#### Trecho para leitura:

A extensão do Vale do Araguaia engloba aldeias da
etnia Xavante com 22 mil indivíduos, distribuídos em 7 terras indígenas
presentes em 11 municípios, o que torna inevitável a exposição dos aldeados ao
risco de contaminação pelo novo coronavírus. O último censo
do Instituto Brasileiro de Geografia e Estatística (IBGE), realizado em 2010, aponta o total da população
indígena no Estado de Mato Grosso como sendo de 42.538 pessoas.
Os povos indígenas realizam barreiras sanitárias na entrada das aldeias, para assim evitar a contaminação da comunidade pelo vírus da covid-19 - Imagem: arquivo Fundação Nacional do Índio. |
A comunidade indígena é vulnerável à doença, devido a fatores geográficos e epidemiológicos, mas há também a negligência do Governo Federal com os povos indígenas. O professor de Jornalismo da UFMT/CUA, Gilson Moraes da Costa, que atua na área de movimentos sociais e povos indígenas, denuncia o descaso do governo brasileiro.
“Existe uma política negacionista em relação a
pandemia como um todo, o Governo acreditava que a pandemia não afetaria os
povos indígenas drasticamente, mesmo quando a ciência já mostrava que sim”.
“Vale a pena ressaltar que o Governo Federal só
começou a agir de fato, quando o Judiciário começou a pressioná-lo, pois a taxa
de contaminação e de mortalidade entre os indígenas era muito maior, quando
comparada com a taxa da população comum. No entanto, o Governo insistiu em
ministrar cloroquina para os povos indígenas e está sendo investigado pela CPI,”
denuncia.
O professor indígena, Xisto Tserenhi, diz que não
viu “apoio do Governo em investimentos ou em medicamentos adequados ao combate
à covid-19. Vi os profissionais de saúde sozinhos na linha de frente”.
As aldeias maiores possuem um posto de
saúde integrado, que são responsáveis pelo primeiro diagnóstico clínico dos contaminados
com o vírus, mas quando há piora nos sintomas, o indígena é encaminhado para a
SESAI. “Lá ele fica sob observação e isolado, caso os sintomas se agravem
muito, ele é transferido para o pronto socorro e recebe o procedimento padrão
de qualquer pessoa”, explica o docente.
“No início não tinha isolamento, enfrentamos a
covid-19 como costumávamos enfrentar as demais doenças e perdemos muitos
parentes”, lamenta Xisto.

#### O que fazer:
(1) Transcreva do trecho sobre a covid-19 entre os Xavante a passagem que começa em "Os povos indígenas realizam" e termina em "do governo brasileiro.".
(2) De acordo com o trecho sobre a covid-19 entre os Xavante, qual era a população indígena de Mato Grosso segundo o censo do IBGE de 2010?
(3) Liste todas as siglas escritas em letras maiúsculas que aparecem no trecho sobre a covid-19 entre os Xavante.
Os registros são um material à parte, sem relação com o trecho.

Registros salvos

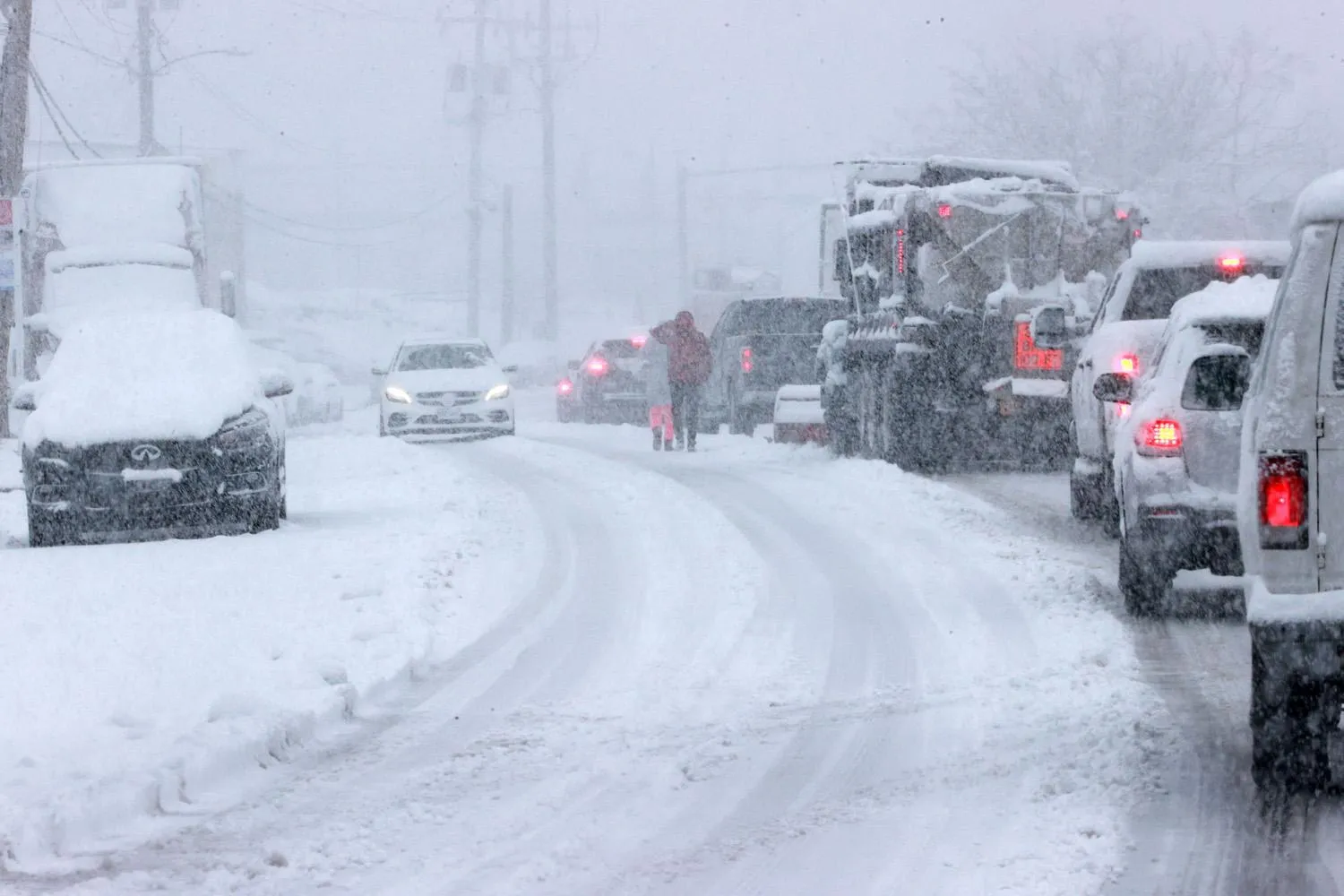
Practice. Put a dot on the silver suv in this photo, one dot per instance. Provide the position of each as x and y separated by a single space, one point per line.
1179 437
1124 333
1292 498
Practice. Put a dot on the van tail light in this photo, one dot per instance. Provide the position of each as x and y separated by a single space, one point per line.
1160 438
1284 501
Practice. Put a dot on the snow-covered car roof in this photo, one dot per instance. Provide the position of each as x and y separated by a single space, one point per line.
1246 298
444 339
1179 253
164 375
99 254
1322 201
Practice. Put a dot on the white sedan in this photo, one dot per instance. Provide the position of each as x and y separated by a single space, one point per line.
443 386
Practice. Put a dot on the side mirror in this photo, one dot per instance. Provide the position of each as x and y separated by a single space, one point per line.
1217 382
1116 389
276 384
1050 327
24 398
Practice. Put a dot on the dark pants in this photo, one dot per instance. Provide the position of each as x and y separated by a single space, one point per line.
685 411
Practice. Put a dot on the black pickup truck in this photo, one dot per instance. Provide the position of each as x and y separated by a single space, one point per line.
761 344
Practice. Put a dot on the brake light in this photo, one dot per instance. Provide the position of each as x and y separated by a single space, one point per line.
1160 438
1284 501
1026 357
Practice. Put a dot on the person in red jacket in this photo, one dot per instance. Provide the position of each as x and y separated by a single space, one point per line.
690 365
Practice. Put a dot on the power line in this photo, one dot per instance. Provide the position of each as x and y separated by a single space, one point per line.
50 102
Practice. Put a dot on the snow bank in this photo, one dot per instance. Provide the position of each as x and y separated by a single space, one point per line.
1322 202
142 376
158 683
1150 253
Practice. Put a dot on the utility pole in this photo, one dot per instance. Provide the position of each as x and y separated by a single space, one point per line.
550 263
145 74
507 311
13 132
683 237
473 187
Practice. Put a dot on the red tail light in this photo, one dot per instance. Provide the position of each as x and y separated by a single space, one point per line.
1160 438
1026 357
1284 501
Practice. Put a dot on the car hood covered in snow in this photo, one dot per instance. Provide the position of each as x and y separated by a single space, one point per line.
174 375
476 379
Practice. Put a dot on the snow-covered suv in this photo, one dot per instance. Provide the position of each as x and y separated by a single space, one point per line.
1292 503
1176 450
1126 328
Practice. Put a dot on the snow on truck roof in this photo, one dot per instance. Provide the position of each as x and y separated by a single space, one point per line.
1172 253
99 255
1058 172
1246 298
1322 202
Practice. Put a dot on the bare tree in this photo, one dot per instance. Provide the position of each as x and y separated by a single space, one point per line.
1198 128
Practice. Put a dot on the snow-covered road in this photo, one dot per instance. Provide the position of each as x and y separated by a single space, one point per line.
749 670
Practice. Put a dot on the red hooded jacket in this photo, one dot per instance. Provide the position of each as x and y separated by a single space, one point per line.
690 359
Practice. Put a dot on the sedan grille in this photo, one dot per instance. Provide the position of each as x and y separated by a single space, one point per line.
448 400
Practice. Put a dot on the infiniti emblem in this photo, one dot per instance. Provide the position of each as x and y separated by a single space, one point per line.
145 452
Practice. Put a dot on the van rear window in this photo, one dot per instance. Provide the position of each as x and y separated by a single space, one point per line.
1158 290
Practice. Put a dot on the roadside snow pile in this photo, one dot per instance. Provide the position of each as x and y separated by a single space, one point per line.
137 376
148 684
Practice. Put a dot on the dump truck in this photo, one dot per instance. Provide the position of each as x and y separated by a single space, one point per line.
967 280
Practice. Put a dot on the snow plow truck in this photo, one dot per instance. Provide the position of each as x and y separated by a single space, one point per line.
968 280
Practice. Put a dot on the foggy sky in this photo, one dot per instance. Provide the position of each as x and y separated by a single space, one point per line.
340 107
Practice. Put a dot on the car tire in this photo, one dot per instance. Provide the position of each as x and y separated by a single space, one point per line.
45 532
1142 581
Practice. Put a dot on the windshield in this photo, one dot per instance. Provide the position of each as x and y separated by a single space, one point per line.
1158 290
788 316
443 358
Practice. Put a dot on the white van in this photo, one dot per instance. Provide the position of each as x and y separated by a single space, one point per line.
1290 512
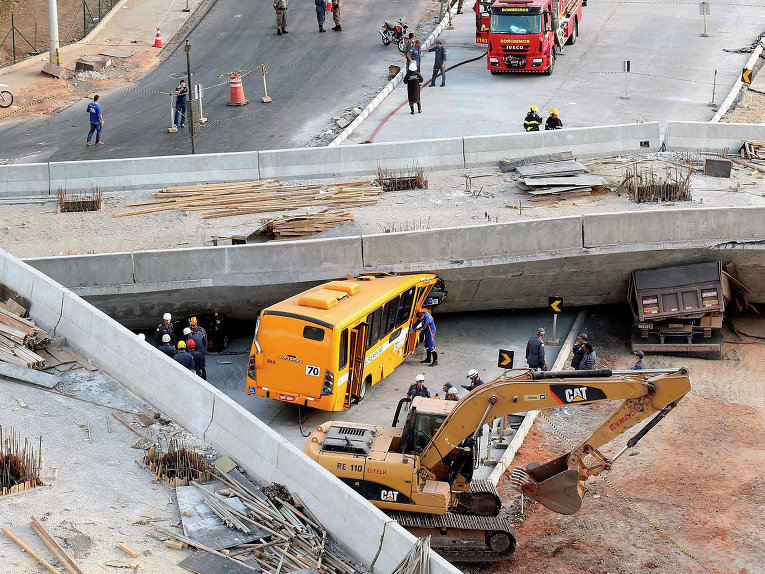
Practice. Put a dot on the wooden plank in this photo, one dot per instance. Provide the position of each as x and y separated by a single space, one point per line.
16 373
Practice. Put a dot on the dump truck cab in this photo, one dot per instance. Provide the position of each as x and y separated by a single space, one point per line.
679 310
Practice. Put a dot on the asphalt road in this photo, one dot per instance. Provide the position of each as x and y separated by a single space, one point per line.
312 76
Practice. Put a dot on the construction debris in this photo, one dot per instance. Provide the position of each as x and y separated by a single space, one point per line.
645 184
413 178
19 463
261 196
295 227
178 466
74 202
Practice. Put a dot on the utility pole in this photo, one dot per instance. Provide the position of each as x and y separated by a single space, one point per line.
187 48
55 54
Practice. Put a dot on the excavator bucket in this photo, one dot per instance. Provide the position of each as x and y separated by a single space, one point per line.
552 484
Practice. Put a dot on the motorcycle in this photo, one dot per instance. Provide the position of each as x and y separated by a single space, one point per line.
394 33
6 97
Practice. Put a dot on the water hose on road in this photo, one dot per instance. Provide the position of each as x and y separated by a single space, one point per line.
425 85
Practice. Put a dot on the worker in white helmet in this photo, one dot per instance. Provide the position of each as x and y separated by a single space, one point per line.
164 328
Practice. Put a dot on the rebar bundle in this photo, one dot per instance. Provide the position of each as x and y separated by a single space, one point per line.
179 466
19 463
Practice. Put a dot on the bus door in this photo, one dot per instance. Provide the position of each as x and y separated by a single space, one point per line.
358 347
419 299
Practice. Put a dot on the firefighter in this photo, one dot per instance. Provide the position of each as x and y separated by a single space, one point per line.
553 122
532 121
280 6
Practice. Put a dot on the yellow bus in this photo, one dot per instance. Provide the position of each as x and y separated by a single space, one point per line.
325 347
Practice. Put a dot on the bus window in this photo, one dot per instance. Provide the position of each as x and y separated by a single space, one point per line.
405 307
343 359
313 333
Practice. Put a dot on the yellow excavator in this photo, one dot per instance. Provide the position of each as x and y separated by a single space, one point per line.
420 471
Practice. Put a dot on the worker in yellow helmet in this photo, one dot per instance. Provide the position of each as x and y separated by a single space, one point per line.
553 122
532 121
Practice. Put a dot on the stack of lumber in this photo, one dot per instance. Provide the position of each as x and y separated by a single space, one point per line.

#### Respostas escritas:
(1)
Os povos indígenas realizam barreiras sanitárias na entrada das aldeias, para assim evitar a contaminação da comunidade pelo vírus da covid-19 - Imagem: arquivo Fundação Nacional do Índio. |
A comunidade indígena é vulnerável à doença, devido a fatores geográficos e epidemiológicos, mas há também a negligência do Governo Federal com os povos indígenas. O professor de Jornalismo da UFMT/CUA, Gilson Moraes da Costa, que atua na área de movimentos sociais e povos indígenas, denuncia o descaso do governo brasileiro.

(2) 42.538 pessoas.

(3) IBGE, UFMT/CUA, SESAI e CPI.